(Dataset records)

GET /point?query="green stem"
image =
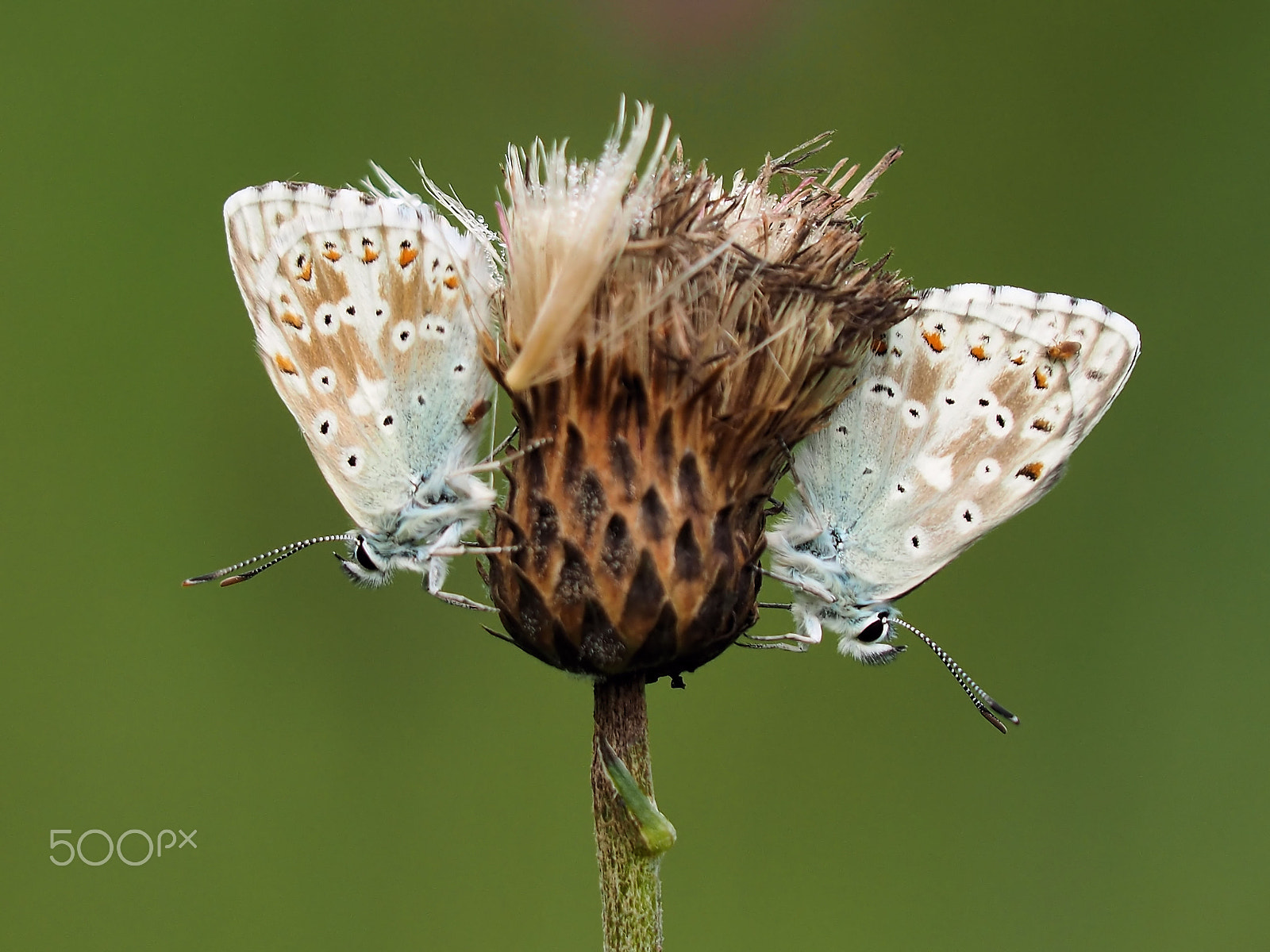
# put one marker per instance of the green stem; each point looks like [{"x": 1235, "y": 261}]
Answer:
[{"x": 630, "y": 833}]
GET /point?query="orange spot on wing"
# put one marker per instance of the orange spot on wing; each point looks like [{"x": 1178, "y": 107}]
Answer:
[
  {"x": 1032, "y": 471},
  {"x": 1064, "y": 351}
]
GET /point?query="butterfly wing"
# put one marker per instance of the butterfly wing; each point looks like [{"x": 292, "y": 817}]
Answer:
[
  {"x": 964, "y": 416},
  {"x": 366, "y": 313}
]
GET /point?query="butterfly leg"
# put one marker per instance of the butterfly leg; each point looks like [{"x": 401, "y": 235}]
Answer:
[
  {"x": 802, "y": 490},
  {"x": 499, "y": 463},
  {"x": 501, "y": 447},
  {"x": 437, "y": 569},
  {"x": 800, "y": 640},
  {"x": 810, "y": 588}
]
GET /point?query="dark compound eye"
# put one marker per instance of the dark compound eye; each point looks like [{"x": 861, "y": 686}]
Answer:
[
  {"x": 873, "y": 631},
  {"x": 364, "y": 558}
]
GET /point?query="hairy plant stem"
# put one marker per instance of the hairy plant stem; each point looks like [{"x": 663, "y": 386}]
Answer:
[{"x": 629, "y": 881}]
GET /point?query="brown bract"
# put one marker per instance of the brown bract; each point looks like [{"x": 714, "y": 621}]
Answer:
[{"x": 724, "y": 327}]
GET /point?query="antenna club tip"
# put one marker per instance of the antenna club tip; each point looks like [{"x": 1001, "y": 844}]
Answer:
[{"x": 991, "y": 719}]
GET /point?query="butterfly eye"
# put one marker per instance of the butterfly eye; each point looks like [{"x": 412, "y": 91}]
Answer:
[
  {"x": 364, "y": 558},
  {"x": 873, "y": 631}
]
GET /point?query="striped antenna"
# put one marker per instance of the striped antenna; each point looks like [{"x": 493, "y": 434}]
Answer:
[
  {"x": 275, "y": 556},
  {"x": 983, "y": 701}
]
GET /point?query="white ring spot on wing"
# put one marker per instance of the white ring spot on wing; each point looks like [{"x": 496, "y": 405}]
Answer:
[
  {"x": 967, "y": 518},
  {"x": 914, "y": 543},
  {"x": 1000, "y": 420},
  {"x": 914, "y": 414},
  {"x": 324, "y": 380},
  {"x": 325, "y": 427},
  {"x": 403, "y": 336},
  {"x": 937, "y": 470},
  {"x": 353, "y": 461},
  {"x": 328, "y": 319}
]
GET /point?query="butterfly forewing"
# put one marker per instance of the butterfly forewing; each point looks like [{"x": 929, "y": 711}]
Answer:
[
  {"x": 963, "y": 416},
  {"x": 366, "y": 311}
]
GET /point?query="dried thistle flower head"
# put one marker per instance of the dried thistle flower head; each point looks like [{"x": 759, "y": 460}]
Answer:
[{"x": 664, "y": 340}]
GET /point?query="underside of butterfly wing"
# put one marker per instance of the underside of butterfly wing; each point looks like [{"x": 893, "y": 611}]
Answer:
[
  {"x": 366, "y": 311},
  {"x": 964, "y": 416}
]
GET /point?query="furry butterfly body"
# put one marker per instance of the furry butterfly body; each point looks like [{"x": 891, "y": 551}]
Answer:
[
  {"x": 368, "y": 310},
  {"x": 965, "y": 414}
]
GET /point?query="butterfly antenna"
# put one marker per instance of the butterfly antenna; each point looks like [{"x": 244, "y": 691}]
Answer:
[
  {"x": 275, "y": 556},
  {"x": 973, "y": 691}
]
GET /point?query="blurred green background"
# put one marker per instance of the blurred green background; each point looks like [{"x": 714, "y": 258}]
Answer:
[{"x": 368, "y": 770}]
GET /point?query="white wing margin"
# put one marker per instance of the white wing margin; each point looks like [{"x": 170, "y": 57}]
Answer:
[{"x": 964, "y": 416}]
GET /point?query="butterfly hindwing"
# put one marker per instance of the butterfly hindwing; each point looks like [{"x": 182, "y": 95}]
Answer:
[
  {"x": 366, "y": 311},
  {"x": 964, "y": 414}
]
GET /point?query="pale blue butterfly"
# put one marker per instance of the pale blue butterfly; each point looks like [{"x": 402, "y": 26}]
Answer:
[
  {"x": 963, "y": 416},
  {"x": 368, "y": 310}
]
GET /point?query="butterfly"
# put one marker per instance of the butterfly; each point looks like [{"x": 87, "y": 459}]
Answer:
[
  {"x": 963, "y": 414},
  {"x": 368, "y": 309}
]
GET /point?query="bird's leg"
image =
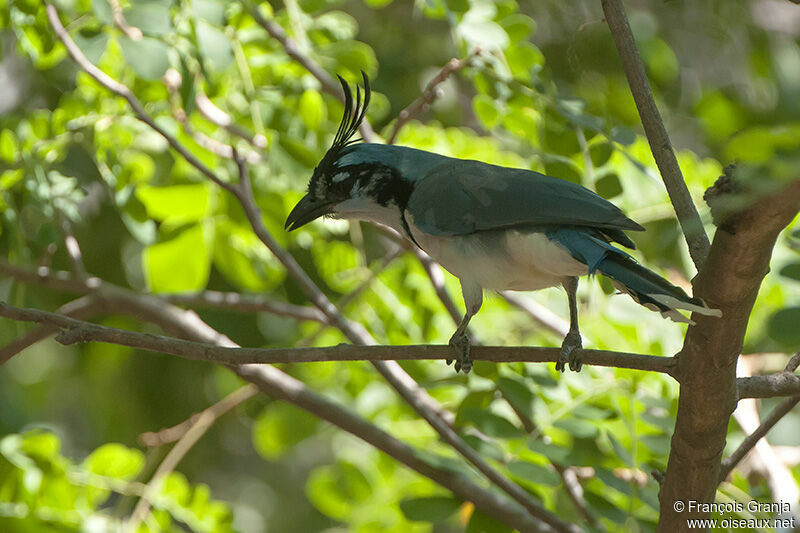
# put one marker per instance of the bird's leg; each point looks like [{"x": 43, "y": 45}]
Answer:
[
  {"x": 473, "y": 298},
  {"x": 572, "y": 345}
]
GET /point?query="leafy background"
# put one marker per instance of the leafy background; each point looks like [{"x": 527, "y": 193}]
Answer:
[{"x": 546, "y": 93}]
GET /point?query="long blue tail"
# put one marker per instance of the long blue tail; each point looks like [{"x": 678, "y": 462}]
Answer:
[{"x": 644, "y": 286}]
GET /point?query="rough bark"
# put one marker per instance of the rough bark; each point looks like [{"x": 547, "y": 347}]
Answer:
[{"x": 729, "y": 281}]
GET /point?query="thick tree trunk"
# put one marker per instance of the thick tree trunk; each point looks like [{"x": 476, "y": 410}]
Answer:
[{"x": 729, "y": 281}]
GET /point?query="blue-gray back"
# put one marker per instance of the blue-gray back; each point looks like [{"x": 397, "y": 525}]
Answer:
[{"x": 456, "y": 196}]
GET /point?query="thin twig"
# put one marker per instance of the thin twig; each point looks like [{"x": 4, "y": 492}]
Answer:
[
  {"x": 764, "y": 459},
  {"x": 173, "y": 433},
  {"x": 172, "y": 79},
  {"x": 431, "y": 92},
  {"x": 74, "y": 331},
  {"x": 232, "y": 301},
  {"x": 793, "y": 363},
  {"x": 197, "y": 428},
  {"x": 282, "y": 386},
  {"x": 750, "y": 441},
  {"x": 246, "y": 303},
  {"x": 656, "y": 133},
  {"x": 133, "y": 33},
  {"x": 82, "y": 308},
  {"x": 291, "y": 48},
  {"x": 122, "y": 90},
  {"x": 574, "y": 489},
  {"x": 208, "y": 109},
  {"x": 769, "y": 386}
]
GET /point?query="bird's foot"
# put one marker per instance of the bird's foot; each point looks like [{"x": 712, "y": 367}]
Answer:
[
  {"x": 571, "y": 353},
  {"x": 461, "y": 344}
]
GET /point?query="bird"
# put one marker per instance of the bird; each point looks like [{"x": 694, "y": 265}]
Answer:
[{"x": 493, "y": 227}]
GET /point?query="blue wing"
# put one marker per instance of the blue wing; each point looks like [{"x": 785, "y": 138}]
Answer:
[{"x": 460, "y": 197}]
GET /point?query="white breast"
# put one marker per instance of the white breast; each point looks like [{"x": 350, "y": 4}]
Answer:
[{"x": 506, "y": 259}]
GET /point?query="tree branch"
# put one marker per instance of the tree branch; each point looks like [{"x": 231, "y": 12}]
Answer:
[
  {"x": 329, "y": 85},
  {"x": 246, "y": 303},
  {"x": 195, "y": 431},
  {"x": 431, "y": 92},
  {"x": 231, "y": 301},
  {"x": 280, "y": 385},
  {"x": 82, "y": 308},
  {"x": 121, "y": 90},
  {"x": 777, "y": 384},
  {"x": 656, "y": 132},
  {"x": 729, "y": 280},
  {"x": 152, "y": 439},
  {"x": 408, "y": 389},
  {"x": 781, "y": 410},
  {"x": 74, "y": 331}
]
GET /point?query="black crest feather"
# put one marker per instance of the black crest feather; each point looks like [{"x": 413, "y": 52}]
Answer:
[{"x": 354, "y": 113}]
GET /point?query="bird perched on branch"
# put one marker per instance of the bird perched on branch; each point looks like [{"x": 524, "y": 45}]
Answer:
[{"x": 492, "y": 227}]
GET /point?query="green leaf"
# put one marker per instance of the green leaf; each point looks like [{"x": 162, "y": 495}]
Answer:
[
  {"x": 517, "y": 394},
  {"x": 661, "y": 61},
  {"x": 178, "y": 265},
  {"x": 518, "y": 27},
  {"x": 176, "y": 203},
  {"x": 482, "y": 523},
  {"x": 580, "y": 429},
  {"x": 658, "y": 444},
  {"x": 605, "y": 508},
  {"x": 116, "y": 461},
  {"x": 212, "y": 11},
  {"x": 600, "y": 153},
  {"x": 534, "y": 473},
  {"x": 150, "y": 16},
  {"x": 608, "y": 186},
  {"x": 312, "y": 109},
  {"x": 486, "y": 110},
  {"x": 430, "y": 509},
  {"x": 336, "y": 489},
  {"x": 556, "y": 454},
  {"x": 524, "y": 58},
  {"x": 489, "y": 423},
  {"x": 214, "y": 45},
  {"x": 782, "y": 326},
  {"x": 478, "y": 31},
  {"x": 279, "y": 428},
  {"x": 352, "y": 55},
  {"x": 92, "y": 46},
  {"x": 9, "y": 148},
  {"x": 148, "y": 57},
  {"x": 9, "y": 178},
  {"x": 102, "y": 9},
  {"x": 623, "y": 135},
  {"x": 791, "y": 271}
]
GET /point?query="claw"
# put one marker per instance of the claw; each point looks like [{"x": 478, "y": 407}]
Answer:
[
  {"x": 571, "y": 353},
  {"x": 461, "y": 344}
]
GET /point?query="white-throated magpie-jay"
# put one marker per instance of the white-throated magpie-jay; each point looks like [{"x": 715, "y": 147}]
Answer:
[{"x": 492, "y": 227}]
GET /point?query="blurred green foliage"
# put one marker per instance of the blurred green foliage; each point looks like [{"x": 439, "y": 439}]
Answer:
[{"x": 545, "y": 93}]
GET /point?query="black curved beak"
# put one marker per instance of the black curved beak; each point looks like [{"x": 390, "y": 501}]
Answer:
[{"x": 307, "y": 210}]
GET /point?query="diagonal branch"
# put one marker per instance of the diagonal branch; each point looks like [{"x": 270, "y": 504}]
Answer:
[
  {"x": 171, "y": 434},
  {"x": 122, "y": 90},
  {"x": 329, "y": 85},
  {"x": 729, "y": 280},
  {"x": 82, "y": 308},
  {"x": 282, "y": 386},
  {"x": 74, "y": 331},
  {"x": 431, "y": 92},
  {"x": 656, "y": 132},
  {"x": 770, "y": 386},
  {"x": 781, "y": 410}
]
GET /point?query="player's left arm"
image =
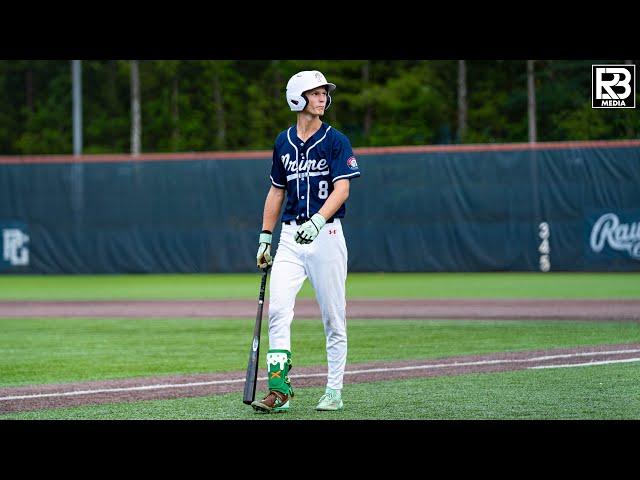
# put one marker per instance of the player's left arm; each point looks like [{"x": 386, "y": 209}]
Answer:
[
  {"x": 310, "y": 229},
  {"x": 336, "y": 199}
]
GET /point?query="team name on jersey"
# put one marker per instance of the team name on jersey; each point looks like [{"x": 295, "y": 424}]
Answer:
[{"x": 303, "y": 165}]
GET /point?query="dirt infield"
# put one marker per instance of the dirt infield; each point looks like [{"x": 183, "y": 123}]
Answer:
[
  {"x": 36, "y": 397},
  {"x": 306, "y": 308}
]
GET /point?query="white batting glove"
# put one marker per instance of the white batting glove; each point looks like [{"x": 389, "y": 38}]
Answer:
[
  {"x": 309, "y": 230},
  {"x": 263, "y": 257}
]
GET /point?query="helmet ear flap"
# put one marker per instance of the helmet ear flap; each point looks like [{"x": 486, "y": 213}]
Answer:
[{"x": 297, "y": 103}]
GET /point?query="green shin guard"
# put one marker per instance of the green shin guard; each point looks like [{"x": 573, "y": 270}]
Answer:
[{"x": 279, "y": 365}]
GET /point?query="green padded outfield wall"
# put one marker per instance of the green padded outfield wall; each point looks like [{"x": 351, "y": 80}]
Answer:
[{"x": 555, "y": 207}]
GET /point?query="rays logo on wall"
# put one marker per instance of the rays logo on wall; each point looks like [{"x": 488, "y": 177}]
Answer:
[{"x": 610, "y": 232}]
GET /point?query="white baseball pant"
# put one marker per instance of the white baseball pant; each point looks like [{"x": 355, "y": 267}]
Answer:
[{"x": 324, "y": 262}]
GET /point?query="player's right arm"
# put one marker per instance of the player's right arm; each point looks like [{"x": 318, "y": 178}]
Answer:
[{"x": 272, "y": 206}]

**Problem**
List each line of the rows above that contains the string "right". Case counts.

**Correct answer**
GET /point?query="player's right arm"
# put one marker per instance of the player's right arm; each point looks like [{"x": 318, "y": 178}]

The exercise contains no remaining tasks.